--- Begin ---

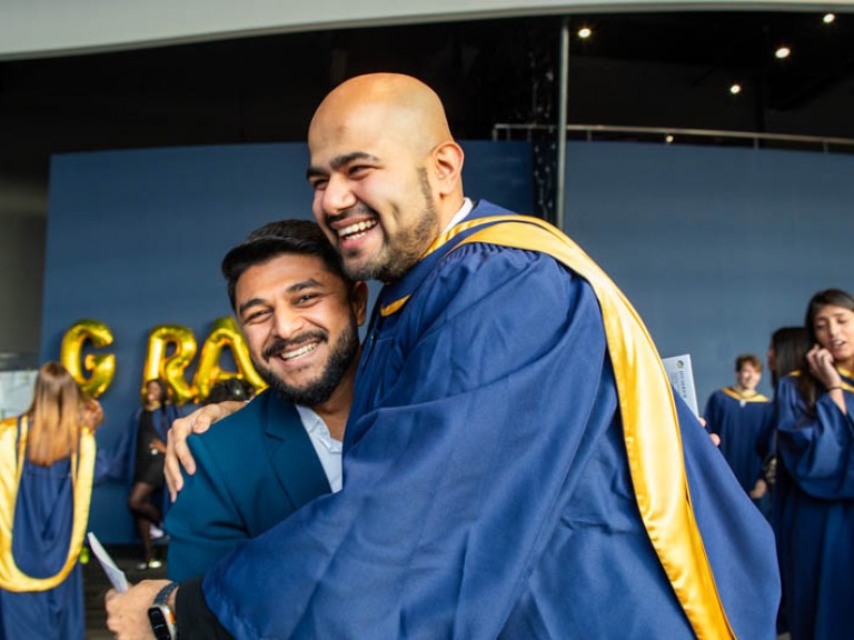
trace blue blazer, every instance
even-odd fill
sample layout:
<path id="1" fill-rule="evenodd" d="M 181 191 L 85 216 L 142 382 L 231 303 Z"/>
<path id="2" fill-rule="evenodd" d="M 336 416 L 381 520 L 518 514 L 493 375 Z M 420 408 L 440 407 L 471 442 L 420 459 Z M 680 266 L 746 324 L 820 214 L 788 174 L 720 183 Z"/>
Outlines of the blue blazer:
<path id="1" fill-rule="evenodd" d="M 185 474 L 166 519 L 171 580 L 205 573 L 244 540 L 331 491 L 299 413 L 274 391 L 188 443 L 197 470 Z"/>

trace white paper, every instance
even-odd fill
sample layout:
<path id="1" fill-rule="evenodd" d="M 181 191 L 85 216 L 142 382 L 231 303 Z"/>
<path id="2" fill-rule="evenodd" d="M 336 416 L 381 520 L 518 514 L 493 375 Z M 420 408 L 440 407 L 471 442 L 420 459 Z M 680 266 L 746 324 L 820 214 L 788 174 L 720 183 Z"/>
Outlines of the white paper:
<path id="1" fill-rule="evenodd" d="M 128 579 L 125 577 L 125 572 L 116 566 L 116 562 L 113 562 L 110 554 L 107 553 L 107 550 L 101 547 L 101 543 L 98 541 L 98 538 L 95 537 L 95 533 L 89 531 L 88 538 L 89 548 L 92 550 L 92 553 L 95 553 L 95 557 L 98 558 L 98 562 L 103 568 L 103 572 L 107 573 L 107 579 L 110 581 L 110 584 L 112 584 L 112 588 L 119 593 L 125 593 L 125 591 L 128 590 Z"/>
<path id="2" fill-rule="evenodd" d="M 694 389 L 694 371 L 691 368 L 691 356 L 674 356 L 664 358 L 664 370 L 673 384 L 673 390 L 683 399 L 685 403 L 694 411 L 694 416 L 699 417 L 697 409 L 697 392 Z"/>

--- End ---

*Exercise description*: Write out all of the material above word for word, but leave out the pictures.

*Full response*:
trace blue blazer, every instance
even-odd fill
sample layout:
<path id="1" fill-rule="evenodd" d="M 181 191 L 85 216 L 142 382 L 231 303 Z"/>
<path id="2" fill-rule="evenodd" d="M 336 416 L 381 520 L 518 514 L 493 375 Z M 420 408 L 440 407 L 471 442 L 420 459 Z M 680 266 L 746 324 L 820 214 L 788 174 L 720 183 Z"/>
Outlines of the blue blazer:
<path id="1" fill-rule="evenodd" d="M 185 474 L 166 519 L 171 580 L 205 573 L 244 540 L 331 491 L 299 413 L 274 391 L 188 443 L 197 470 Z"/>

trace white paper, every instance
even-odd fill
sample layout:
<path id="1" fill-rule="evenodd" d="M 181 191 L 85 216 L 142 382 L 231 303 Z"/>
<path id="2" fill-rule="evenodd" d="M 336 416 L 381 520 L 518 514 L 493 375 Z M 420 408 L 440 407 L 471 442 L 420 459 Z M 680 266 L 746 324 L 820 214 L 788 174 L 720 183 Z"/>
Outlines of the white paper:
<path id="1" fill-rule="evenodd" d="M 128 579 L 125 577 L 125 572 L 116 566 L 116 562 L 113 562 L 110 554 L 107 553 L 107 550 L 101 547 L 101 543 L 98 541 L 98 538 L 95 537 L 95 533 L 89 531 L 88 538 L 89 548 L 92 550 L 92 553 L 95 553 L 95 557 L 98 558 L 98 562 L 103 568 L 103 572 L 107 573 L 107 579 L 110 581 L 110 584 L 112 584 L 112 588 L 119 593 L 125 593 L 125 591 L 128 590 Z"/>
<path id="2" fill-rule="evenodd" d="M 694 389 L 694 371 L 691 368 L 691 356 L 674 356 L 664 358 L 664 370 L 673 384 L 673 390 L 683 399 L 685 403 L 694 411 L 694 416 L 699 417 L 697 409 L 697 392 Z"/>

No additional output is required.